→ Consignes
A - Répondez à ces questions à l'aide du passage sur la composition du gouvernement :
(i) Quel score Kabila a-t-il obtenu au Kivu en 2006 ?
(ii) Combien de membres compte le Kasaï Oriental ?
(iii) Quelle superficie le passage attribue-t-il au Bandundu ?
B - Prolongez le passage sur la composition du gouvernement en rédigeant la suite qui vient après sa dernière phrase.

Problème: si, en 2006, Kabila a réalisé au Kivu ses plus hauts scores (près de 95%), en 2011, le candidat de la Majorité en était à moins de 40% sauf au Maniema où la mise fut sauve.
Qui a joué quoi dans cette humiliation? On peut s’imaginer que Kabila cherche à oublier l’affront...!
Vient le Kasaï Oriental au centre du pays (qui compte douze membres dont le Premier Ministre, un Vice-Premier Ministre Léonard She Okitundu en charge des Affaires étrangères, un Ministre d’Etat Pierre Kangudia Mbayi en charge du Budget) et, à l’Ouest, l’ex-province de l’Equateur qui s’octroie 10 membres (dont un Vice-Premier ministres en charge des Transports et Communications José Makila Sumanda et deux Ministres d’Etat, Jean-Lucien Bussa Tongba et Michel Bongongo Ikoli Ndombo).
Problème: la province est fief total d’une opposition avérée. Kabila, homme d’ouverture? Sans conteste! Si l’ex-Katanga compte neuf (9) membres, la province, poumon du pays, ne contrôle aucun ministère de souveraineté mais a, en revanche, la haute main sur le secteur économique et financier (Finances, Mines, Hydrocarbures, Portefeuille, Industrie, Affaires foncières). Où donc le Bandundu, vaste espace territorial avec près de 280.000 km2, peuplé d’environ 7,5 millions, loge-t-il?

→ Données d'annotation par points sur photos
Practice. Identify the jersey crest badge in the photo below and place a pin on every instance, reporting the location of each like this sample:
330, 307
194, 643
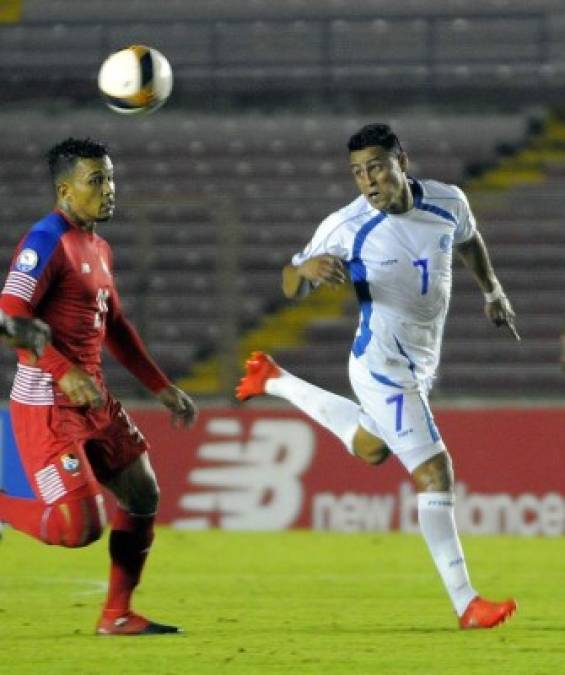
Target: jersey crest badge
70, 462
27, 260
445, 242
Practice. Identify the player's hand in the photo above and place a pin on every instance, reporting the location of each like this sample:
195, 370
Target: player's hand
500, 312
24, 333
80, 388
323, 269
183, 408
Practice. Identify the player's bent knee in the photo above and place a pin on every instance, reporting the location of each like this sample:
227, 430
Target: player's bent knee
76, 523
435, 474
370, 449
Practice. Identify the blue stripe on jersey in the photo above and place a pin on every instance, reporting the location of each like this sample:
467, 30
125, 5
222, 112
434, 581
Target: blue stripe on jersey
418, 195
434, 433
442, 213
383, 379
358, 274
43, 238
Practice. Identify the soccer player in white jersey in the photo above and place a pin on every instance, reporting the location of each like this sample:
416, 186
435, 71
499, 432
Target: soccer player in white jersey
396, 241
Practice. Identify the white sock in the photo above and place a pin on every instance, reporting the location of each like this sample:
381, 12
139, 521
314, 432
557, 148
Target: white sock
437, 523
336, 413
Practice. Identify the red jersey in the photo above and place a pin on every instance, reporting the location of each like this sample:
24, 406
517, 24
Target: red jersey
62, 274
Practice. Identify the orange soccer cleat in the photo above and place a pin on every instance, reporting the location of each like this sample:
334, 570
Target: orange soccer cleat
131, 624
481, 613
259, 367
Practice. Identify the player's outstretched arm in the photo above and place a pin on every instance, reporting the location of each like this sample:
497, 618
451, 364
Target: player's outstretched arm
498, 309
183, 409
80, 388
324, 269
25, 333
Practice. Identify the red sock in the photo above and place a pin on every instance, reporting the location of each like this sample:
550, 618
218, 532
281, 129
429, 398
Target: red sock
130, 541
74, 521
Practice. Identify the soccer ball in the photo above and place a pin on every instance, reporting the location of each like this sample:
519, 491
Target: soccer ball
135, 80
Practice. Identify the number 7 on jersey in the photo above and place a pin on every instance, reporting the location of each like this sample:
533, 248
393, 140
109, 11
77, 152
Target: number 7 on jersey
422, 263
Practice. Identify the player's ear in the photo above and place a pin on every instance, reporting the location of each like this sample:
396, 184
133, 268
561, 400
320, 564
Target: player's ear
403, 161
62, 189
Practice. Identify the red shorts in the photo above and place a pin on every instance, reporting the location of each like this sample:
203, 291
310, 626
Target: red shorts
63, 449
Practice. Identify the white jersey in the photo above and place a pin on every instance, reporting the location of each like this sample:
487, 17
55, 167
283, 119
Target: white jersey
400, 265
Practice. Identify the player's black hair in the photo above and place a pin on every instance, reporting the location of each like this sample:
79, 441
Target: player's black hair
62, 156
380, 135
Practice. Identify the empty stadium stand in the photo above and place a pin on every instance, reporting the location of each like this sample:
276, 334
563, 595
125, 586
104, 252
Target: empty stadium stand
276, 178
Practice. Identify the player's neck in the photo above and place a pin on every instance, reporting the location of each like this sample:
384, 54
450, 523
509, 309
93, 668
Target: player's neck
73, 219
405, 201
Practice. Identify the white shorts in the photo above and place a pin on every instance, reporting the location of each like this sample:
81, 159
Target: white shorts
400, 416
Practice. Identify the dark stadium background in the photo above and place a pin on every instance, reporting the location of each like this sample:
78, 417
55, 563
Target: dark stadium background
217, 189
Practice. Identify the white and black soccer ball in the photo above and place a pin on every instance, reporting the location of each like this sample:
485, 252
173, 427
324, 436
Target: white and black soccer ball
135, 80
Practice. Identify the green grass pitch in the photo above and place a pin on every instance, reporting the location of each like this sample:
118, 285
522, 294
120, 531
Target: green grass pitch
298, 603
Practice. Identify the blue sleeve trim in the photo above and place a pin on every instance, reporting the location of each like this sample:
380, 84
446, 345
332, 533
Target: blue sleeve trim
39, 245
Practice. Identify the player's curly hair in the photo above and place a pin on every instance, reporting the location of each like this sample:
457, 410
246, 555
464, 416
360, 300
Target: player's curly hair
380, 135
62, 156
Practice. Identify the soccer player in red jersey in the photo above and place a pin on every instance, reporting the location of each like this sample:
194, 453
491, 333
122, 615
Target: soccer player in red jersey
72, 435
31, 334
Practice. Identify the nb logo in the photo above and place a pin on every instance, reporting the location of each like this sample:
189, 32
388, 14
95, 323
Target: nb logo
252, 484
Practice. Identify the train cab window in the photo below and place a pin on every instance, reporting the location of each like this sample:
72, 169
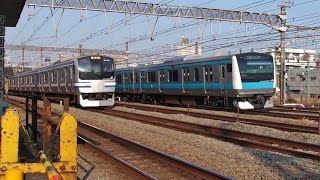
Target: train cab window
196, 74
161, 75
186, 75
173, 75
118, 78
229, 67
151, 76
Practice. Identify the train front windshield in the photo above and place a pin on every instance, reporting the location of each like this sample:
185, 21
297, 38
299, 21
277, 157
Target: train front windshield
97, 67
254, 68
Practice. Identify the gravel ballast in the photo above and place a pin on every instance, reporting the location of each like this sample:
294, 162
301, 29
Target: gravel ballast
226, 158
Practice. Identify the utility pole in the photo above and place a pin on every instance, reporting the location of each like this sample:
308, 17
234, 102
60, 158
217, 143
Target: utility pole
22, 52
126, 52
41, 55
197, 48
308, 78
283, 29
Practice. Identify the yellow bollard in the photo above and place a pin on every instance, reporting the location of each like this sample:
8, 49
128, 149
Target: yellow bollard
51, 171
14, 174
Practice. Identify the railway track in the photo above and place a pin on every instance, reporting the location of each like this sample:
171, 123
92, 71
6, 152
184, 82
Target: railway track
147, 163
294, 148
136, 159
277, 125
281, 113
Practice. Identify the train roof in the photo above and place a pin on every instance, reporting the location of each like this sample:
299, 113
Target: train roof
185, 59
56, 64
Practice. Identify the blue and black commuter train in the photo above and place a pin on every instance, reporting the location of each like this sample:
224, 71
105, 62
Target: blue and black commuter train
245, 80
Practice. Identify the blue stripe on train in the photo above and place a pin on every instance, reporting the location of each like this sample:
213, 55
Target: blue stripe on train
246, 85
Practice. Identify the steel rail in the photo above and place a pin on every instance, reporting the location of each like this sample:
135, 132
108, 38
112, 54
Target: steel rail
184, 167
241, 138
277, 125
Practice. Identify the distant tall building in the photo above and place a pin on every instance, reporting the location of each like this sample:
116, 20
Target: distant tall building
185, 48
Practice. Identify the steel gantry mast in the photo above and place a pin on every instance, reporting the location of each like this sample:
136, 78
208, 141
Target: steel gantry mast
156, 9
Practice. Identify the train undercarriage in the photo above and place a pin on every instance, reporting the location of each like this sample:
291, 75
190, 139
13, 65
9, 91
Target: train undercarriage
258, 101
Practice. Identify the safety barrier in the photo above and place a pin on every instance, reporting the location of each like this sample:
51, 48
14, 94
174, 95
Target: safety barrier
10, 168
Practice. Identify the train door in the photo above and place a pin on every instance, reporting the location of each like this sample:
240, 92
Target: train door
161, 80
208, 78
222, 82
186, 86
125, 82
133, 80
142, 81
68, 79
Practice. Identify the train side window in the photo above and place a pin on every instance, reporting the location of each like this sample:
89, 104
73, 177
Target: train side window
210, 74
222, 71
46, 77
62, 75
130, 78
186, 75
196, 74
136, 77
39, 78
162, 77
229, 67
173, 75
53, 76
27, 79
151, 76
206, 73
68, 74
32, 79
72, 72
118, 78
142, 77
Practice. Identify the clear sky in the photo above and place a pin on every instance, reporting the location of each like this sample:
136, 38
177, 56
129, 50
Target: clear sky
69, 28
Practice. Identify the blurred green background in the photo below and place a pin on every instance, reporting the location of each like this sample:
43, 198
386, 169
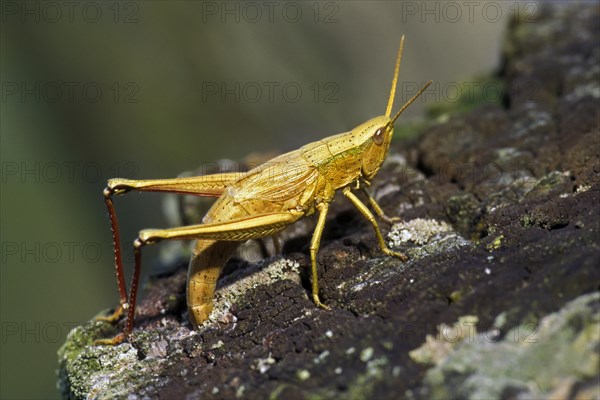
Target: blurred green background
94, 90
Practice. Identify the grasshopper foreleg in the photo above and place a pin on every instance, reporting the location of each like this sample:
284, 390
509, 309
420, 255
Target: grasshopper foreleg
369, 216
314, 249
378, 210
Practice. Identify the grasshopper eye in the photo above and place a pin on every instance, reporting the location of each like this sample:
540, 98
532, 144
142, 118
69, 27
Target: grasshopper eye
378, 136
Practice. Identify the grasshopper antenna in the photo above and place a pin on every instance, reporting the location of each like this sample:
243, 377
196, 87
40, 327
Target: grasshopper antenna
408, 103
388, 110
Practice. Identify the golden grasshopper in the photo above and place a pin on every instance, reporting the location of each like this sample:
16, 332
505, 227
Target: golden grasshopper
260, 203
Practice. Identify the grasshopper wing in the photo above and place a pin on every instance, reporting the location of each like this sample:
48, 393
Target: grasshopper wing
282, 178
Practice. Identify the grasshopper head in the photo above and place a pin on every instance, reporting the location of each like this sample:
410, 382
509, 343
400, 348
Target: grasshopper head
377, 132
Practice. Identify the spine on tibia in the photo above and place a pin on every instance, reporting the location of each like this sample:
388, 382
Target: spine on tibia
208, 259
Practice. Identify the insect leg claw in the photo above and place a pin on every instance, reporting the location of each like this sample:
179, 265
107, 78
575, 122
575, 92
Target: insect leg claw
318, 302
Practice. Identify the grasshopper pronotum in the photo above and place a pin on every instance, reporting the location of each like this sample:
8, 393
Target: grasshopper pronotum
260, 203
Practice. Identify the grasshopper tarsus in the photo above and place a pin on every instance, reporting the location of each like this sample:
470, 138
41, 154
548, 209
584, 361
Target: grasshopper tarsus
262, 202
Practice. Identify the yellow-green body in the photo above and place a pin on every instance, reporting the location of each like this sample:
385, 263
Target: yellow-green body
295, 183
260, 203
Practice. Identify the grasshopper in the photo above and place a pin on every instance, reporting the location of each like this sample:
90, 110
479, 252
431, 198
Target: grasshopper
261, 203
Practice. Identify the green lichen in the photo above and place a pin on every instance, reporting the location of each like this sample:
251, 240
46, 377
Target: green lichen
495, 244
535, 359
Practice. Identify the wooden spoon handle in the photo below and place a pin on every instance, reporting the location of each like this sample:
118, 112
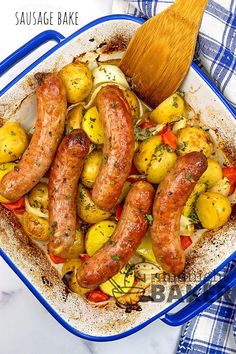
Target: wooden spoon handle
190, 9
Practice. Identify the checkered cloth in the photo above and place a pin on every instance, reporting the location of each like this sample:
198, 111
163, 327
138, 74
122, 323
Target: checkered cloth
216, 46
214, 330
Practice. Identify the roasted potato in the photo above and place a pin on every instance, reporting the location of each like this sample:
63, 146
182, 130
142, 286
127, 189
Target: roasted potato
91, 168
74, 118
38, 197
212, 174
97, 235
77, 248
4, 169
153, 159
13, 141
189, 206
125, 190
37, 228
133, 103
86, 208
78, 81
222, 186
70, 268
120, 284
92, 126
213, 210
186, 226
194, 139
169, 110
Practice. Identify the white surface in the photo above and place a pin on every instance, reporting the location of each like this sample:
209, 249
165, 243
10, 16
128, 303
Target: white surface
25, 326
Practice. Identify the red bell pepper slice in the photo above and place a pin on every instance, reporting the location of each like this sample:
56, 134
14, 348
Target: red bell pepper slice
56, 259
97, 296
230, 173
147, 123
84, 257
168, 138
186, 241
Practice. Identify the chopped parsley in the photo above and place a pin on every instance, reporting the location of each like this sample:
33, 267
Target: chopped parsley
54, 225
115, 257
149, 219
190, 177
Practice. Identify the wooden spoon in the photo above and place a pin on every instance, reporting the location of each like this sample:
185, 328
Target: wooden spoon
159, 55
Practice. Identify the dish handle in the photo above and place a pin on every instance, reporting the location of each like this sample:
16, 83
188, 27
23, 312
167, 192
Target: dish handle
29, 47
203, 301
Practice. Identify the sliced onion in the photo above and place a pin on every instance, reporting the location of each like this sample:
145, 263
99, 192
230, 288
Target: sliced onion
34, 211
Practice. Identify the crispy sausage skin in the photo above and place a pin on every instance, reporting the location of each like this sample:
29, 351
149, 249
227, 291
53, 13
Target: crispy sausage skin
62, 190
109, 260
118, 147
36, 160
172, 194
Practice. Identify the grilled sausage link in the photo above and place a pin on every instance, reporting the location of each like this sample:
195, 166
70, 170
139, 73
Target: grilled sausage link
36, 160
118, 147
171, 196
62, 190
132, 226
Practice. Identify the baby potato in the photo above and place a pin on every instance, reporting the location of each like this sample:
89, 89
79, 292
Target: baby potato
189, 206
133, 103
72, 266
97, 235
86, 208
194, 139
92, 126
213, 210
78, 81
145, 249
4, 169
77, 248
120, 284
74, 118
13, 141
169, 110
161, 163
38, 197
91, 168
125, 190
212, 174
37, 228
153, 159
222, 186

→ Résultats attendus
A -
(i) Près de 95 %.
(ii) Douze membres.
(iii) Près de 280.000 km2.

B -
La province dispose d’un total de huit (8) membres mais se contente de portefeuilles périphériques (Travail et Prévoyance sociale, Arts, Métiers, Tourisme). Absence de compétences avérées pour une province grâce aux Pères Blancs, autrefois Quartier Latin du Congo, du moins dans sa partie utile?
Après la catastrophe du 1er tour de 2006, le Bandundu redressa la barre au deuxième, grâce à l’engagement de ses fils dans des territoires clés, terminant la course pro-Kabila à la troisième position après le Katanga et la Province Orientale avant de passer en 2011 à la deuxième place du podium comme province électrice de Kabila (après le Katanga) avec près de 77% des suffrages exprimés. Une vraie «Swing State»...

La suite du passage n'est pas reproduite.